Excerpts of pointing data
● ● ●

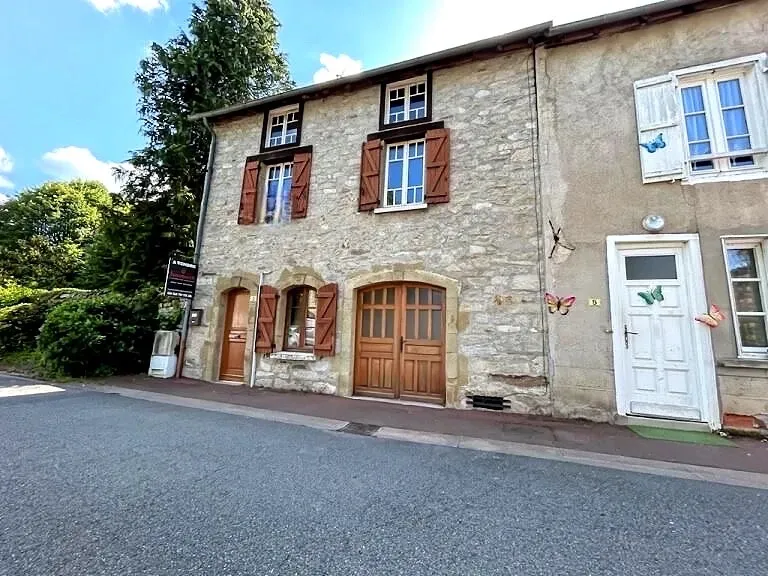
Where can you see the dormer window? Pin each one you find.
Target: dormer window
(406, 101)
(283, 127)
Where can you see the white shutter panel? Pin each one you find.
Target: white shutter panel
(658, 112)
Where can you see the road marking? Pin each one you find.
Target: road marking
(28, 390)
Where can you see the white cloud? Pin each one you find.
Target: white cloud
(6, 166)
(143, 5)
(449, 23)
(72, 162)
(336, 67)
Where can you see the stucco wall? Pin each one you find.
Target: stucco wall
(484, 242)
(592, 187)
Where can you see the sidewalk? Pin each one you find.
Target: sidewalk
(746, 454)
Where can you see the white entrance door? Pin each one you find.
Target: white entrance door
(659, 365)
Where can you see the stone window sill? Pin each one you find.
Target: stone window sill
(293, 356)
(744, 363)
(404, 208)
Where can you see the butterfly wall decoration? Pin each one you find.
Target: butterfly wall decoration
(558, 240)
(711, 318)
(652, 295)
(557, 304)
(654, 144)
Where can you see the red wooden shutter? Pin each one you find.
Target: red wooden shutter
(370, 170)
(265, 325)
(249, 193)
(302, 164)
(325, 324)
(438, 164)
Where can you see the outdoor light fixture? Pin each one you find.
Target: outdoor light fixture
(653, 223)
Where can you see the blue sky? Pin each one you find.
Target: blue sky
(68, 103)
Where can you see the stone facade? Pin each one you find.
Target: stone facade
(592, 187)
(482, 247)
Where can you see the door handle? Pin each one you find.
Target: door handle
(626, 336)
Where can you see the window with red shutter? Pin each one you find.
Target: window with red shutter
(370, 175)
(265, 325)
(438, 165)
(302, 164)
(249, 193)
(325, 324)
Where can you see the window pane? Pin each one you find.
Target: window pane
(746, 296)
(416, 171)
(730, 93)
(423, 324)
(752, 330)
(437, 324)
(741, 263)
(737, 144)
(389, 322)
(651, 267)
(271, 203)
(735, 122)
(410, 324)
(367, 323)
(377, 325)
(693, 99)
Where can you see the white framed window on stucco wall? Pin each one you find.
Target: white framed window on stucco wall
(705, 123)
(746, 266)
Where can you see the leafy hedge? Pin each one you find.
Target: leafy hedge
(20, 322)
(100, 335)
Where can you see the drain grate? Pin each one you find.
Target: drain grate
(488, 402)
(360, 429)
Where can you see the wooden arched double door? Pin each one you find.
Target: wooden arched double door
(234, 337)
(400, 342)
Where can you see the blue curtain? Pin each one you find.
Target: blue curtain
(734, 117)
(696, 121)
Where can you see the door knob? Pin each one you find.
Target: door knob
(626, 336)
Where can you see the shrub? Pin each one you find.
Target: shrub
(12, 294)
(100, 335)
(20, 323)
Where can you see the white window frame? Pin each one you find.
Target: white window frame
(278, 214)
(754, 91)
(284, 112)
(760, 245)
(406, 85)
(404, 183)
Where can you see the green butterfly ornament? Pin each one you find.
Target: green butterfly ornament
(652, 295)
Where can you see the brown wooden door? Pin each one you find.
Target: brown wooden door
(235, 330)
(400, 345)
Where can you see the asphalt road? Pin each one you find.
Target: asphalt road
(93, 483)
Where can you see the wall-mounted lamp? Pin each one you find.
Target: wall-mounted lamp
(653, 223)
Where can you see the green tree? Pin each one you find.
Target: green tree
(45, 231)
(228, 55)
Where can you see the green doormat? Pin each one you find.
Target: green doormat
(680, 436)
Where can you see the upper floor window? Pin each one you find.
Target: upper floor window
(277, 198)
(405, 174)
(746, 269)
(707, 122)
(717, 126)
(300, 316)
(282, 127)
(406, 101)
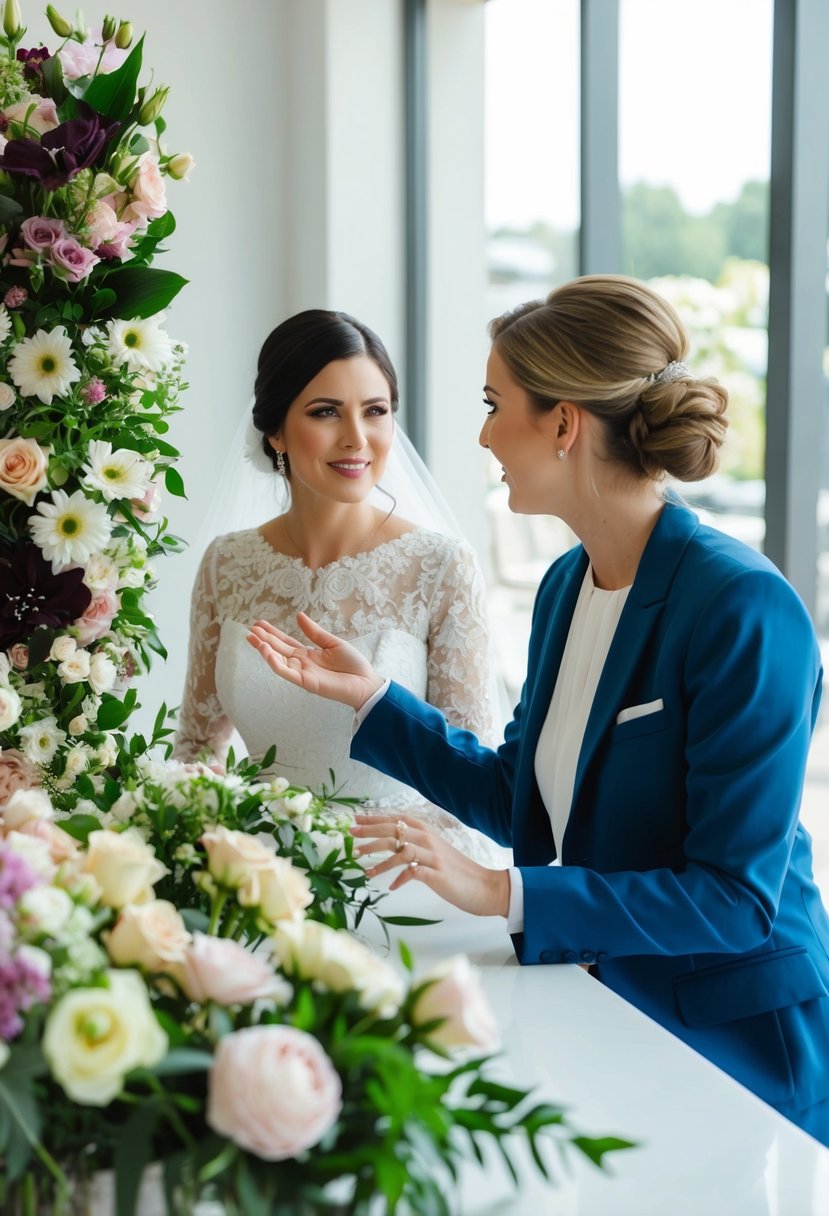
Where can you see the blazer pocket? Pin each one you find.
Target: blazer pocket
(748, 988)
(649, 707)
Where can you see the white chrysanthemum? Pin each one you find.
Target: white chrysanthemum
(41, 739)
(141, 344)
(69, 529)
(117, 474)
(43, 366)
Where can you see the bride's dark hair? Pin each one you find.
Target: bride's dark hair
(297, 352)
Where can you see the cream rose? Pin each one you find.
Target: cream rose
(75, 668)
(124, 867)
(101, 673)
(148, 935)
(10, 707)
(95, 1036)
(272, 1091)
(233, 856)
(24, 805)
(455, 994)
(223, 970)
(23, 468)
(16, 772)
(280, 890)
(338, 962)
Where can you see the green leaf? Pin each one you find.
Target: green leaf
(10, 209)
(133, 1153)
(114, 93)
(142, 291)
(184, 1059)
(174, 484)
(23, 1126)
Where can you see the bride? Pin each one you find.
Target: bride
(410, 598)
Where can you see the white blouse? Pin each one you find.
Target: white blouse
(592, 628)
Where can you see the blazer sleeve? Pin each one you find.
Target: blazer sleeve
(751, 686)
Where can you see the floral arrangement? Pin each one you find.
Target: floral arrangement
(88, 382)
(264, 1058)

● ● ●

→ **Task objective**:
Make an exact copy of all the material, but keep the pictures out of it.

→ **Completed exercise**:
Where can you see the dormer window? Pin each one you find.
Target: dormer window
(406, 101)
(283, 127)
Where can you see the white shutter panel? Pin each one you find.
Target: white shutter panel
(658, 112)
Where can you see the road marking? Pin each one you find.
Target: road marking
(28, 390)
Where can you see the white cloud? Pin each one you find.
Target: white cloud
(6, 166)
(143, 5)
(449, 23)
(72, 162)
(336, 67)
Where can you see the stucco wall? Pin each one you find.
Target: stucco wall
(484, 242)
(592, 187)
Where can you see the sidewalk? Pin each one you find.
Target: sidewalk
(746, 454)
Where can you see the white entrance door? Pin each one you find.
Target: white entrance door
(659, 365)
Where can you see the stone window sill? Pin each one you find.
Target: stone window sill
(293, 356)
(744, 363)
(404, 208)
Where can you see the butterfly wall decoration? Pin each one you find.
Target: butterfly wall decoration
(558, 240)
(711, 318)
(652, 295)
(557, 304)
(654, 144)
Where can you see the red wooden shutter? Pin each one you find.
Target: red wooden shutter
(370, 170)
(265, 325)
(249, 193)
(302, 164)
(325, 324)
(438, 164)
Where can you see the outdoor light fixture? Pin each one you find.
Target: outdoor light fixture
(653, 223)
Where can you see the blue sky? Pin each one you find.
Target: blue sky
(68, 103)
Where can you see the stone facade? Pin each one you find.
Target: stone facade
(592, 187)
(482, 247)
Where can you see the door handle? Pin each one you find.
Target: door handle
(626, 336)
Where can you see the window with red shutter? Pin each one you find.
Target: window with red shutter
(370, 175)
(265, 325)
(438, 165)
(302, 164)
(249, 193)
(325, 324)
Where can you see the window pane? Pin each one you find.
Target: window pane
(746, 296)
(416, 171)
(730, 93)
(423, 324)
(752, 330)
(437, 324)
(741, 263)
(737, 144)
(389, 322)
(651, 267)
(271, 203)
(735, 122)
(410, 324)
(367, 323)
(377, 325)
(693, 99)
Where can you see the white framed window on stucco wall? Pin each one you find.
Target: white framed window on stucco wall
(705, 123)
(746, 266)
Where can you see the leafy hedge? Pin each one you find.
Target: leafy hedge
(20, 322)
(100, 335)
Where can you see the drain grate? Pin each one you find.
Target: drain grate
(488, 402)
(360, 429)
Where can you see the wooden arched double door? Pin each one you find.
Target: wooden arched double door
(234, 337)
(400, 342)
Where can you see the blue curtain? Pin each one you find.
Target: blue curtain
(734, 117)
(696, 121)
Where can you see the door knob? Pin each one you find.
Target: door knob
(626, 336)
Where can you see the shrub? Pin each one you find.
Target: shrub
(12, 294)
(100, 335)
(20, 323)
Where can you see the white window frame? Pin each one you find.
Target: white window frame
(278, 214)
(754, 91)
(284, 112)
(760, 245)
(406, 85)
(404, 183)
Where can you see the green butterfly ornament? Pin each one you find.
Target: green butterfly ornament
(652, 295)
Where can you see the brown wooden door? Pin each one you find.
Target: brown wooden door
(235, 330)
(400, 345)
Where can you see the asphalt road? Pin each one you find.
Target: asphalt road
(93, 483)
Where can you see the wall-mounted lamp? Pin each one you find.
Target: wall-mounted lamp
(653, 223)
Where can you see the green tree? Pin each one you find.
Target: green tree
(45, 231)
(228, 55)
Where can you see the green doormat? Pin each one you find.
Target: green doormat
(680, 436)
Where can you see the upper floor window? Pin each one you find.
Target: upper floor window
(277, 198)
(405, 174)
(746, 269)
(707, 122)
(717, 126)
(300, 316)
(282, 127)
(406, 101)
Where can you see the blazer pocket? Pin each one you find.
Target: blazer pocket
(748, 988)
(649, 707)
Where can you see the white chrysanthemum? Pin each one you find.
Target: white chrysanthemum
(41, 739)
(141, 344)
(69, 529)
(117, 474)
(43, 366)
Where can you see the bride's dark hair? Pin each one you find.
Target: bride's dark hair
(297, 352)
Where can you see the cream rose? Pin each one you find.
Target: cream rose
(75, 668)
(124, 867)
(101, 673)
(148, 935)
(10, 707)
(95, 1036)
(272, 1091)
(233, 856)
(24, 805)
(455, 994)
(223, 970)
(23, 468)
(16, 772)
(280, 890)
(338, 962)
Where can you see the green leaf? Pin each one you find.
Target: green leaf
(10, 209)
(133, 1153)
(114, 93)
(142, 291)
(184, 1059)
(174, 484)
(23, 1126)
Where can you see the bride? Pin each one you find.
Target: bride
(410, 598)
Where can you see the white blouse? Pin each one you find.
Target: white blouse
(592, 628)
Where can you see the blazer sleeve? Pin each one you find.
Target: blazer sleeve
(751, 686)
Where can you see the floral arrangement? Pin each one you find.
Target: floral arrangement
(88, 382)
(264, 1058)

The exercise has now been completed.